__Excerpted text__
————

Participants of the Massacre in Andijan

It is not clear who the armed gunmen that freed the prisoners were and what ties that had to Yuldashev or the other imprisoned businessmen. The militants that raided the prison did not demand an Islamic state or sharia but they is call for Yuldashev’s release. Yuldashev followers have said they had no idea who the attackers were.

The 23 businessmen were accused of having contacts with the Islamist group Hizb ut-Tahrir. Members of Hizb ut-Tahrir said the group was not involved in the uprising. They told the Washington Post they had been approached by members of Uzbekistan’s secret police who asked the group to mount an uprising but the members said they refused because “such things are a sin.” The Karimov regime viewed any religious group that operated without official authorization as a threat.

Kabuljon Parpiyev, one of the protest leaders, managed to escape to Kyrgyzstan after hiding out in Andijan for a week. On the leaders of the protests, he told the Times of London, “Yes, we are all religious, but not extremists or radical Islamists or anything similar. This is Karimov’s invention to distract the world community’s attention from the Andijan events, to hide the roots.”

Parpiyev was involved with Akramia and the had contacts with the 23 businessmen. He said that on May 12th he and some of his associates began organizing protests when the police began engaging in mass arrests. Parpiyev insisted that he was not involved in the raid on the jail and said he did not know who was. Parpiyev did say that he joined the armed men on May 13th as they took over the local government headquarters.

Islamists Take Over a Town Near Andijan

In Korasuv, a town of 20,000 inhabitants on Kyrgyz order about 30 kilometers from Andijan, protesters set fire to government buildings, beat up the mayor, torched cars and rebuilt a bridge to a thriving market in Kyrgyzstan that had been key to the town’s economic survival and was torn down by the government in 2003. The protestors claimed the town as theirs. Their main beef was the closure of the bridge which was a lifeline for cheap imported goods from China. The bridge had been torn down to help Uzbek businesses.

————

__Given instruction 1__
Rewrite the passage on the Andijan massacre from "Participants of the" up to and including "as a threat.", changing "Hizb ut-Tahrir" to "Hizb-ut-Tahrir".
__Given instruction 2__
Answer these questions using the passage on the Andijan massacre:
(a) How many businessmen were accused of having contacts with Hizb ut-Tahrir?
(b) To which country did Kabuljon Parpiyev escape?
(c) In what year had the government torn down the bridge at Korasuv?

(Dataset entries)
————

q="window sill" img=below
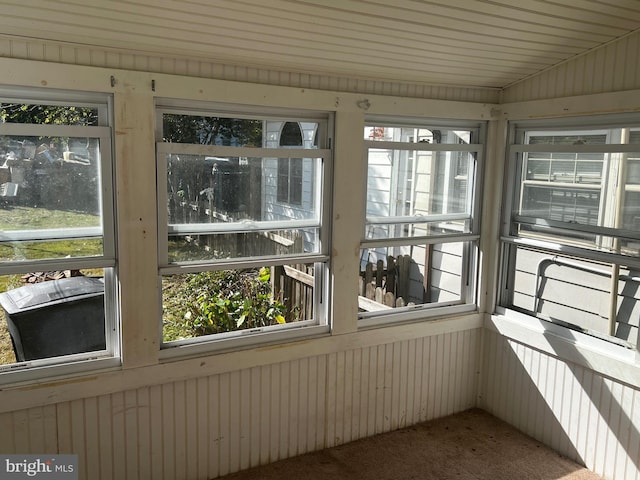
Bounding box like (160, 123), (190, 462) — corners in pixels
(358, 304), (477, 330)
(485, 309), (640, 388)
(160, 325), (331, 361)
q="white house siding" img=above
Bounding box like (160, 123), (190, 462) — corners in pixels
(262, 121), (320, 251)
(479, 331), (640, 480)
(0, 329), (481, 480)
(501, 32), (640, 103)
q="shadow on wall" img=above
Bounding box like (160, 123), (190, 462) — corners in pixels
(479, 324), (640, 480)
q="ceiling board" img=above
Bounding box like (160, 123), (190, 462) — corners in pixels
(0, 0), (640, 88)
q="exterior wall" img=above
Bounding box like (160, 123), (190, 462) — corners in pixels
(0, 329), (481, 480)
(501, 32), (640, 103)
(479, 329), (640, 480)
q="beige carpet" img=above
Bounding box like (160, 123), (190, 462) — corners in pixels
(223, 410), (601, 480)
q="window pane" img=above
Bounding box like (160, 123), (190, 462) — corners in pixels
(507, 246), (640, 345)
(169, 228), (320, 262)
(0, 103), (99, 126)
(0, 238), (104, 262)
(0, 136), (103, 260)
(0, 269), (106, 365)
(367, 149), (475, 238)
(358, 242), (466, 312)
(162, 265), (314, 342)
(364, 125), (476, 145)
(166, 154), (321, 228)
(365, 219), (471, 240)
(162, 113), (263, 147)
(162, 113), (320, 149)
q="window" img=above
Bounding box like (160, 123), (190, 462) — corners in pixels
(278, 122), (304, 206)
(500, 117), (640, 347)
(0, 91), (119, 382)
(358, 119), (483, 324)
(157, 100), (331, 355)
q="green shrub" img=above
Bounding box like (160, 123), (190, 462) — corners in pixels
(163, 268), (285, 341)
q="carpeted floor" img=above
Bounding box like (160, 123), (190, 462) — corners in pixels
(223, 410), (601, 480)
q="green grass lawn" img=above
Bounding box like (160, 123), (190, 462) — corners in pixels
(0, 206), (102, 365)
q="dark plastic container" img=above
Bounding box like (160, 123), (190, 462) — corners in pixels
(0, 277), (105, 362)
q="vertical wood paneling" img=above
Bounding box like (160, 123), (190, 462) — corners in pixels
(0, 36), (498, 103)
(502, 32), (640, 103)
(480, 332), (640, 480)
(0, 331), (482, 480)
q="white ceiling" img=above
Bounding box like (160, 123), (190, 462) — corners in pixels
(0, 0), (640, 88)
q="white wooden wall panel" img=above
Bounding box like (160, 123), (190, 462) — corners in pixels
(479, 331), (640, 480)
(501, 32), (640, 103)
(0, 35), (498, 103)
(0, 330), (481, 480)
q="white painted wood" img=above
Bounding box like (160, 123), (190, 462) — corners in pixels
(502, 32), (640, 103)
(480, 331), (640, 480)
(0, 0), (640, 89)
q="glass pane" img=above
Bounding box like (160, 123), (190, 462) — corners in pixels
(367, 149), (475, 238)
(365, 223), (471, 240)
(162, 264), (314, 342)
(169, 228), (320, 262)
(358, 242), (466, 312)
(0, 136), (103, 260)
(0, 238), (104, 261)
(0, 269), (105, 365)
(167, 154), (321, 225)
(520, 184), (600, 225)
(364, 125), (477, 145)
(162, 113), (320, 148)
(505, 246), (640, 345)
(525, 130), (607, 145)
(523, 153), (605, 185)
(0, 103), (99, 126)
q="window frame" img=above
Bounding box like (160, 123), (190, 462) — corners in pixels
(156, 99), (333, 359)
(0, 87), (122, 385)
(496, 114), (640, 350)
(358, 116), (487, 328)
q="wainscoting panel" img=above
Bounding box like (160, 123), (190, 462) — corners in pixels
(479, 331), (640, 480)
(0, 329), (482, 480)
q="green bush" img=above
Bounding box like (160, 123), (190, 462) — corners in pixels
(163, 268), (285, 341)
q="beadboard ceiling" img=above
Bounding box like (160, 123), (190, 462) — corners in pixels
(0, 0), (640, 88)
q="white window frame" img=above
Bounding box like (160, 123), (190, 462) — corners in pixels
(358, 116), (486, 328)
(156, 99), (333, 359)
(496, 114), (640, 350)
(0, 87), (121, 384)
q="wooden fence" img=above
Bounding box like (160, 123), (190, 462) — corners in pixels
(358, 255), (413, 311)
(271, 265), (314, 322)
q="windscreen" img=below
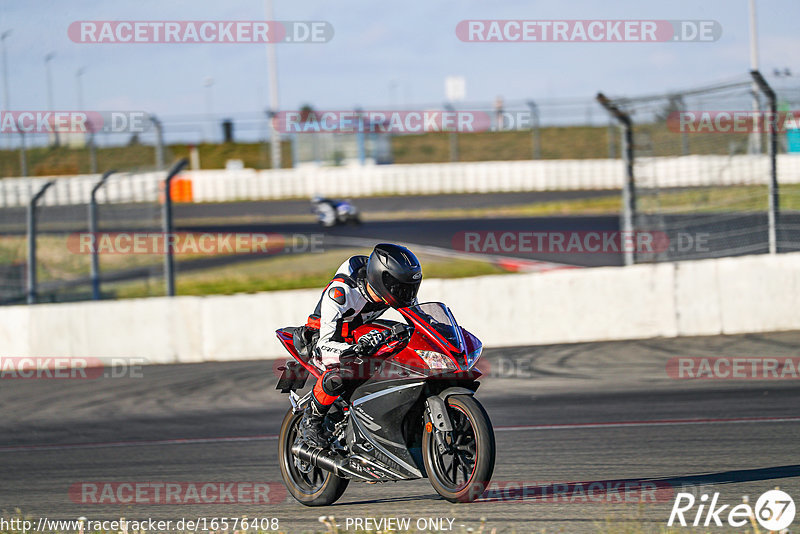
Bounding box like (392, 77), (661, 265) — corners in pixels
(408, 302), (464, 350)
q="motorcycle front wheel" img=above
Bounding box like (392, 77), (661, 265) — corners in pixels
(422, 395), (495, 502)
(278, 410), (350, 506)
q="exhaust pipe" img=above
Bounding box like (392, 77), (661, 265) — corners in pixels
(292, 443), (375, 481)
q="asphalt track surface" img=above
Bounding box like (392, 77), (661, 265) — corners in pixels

————

__Task result 1__
Participants of the Massacre in Andijan

It is not clear who the armed gunmen that freed the prisoners were and what ties that had to Yuldashev or the other imprisoned businessmen. The militants that raided the prison did not demand an Islamic state or sharia but they is call for Yuldashev’s release. Yuldashev followers have said they had no idea who the attackers were.

The 23 businessmen were accused of having contacts with the Islamist group Hizb-ut-Tahrir. Members of Hizb-ut-Tahrir said the group was not involved in the uprising. They told the Washington Post they had been approached by members of Uzbekistan’s secret police who asked the group to mount an uprising but the members said they refused because “such things are a sin.” The Karimov regime viewed any religious group that operated without official authorization as a threat.

__Task result 2__
(a) 23
(b) Kyrgyzstan
(c) 2003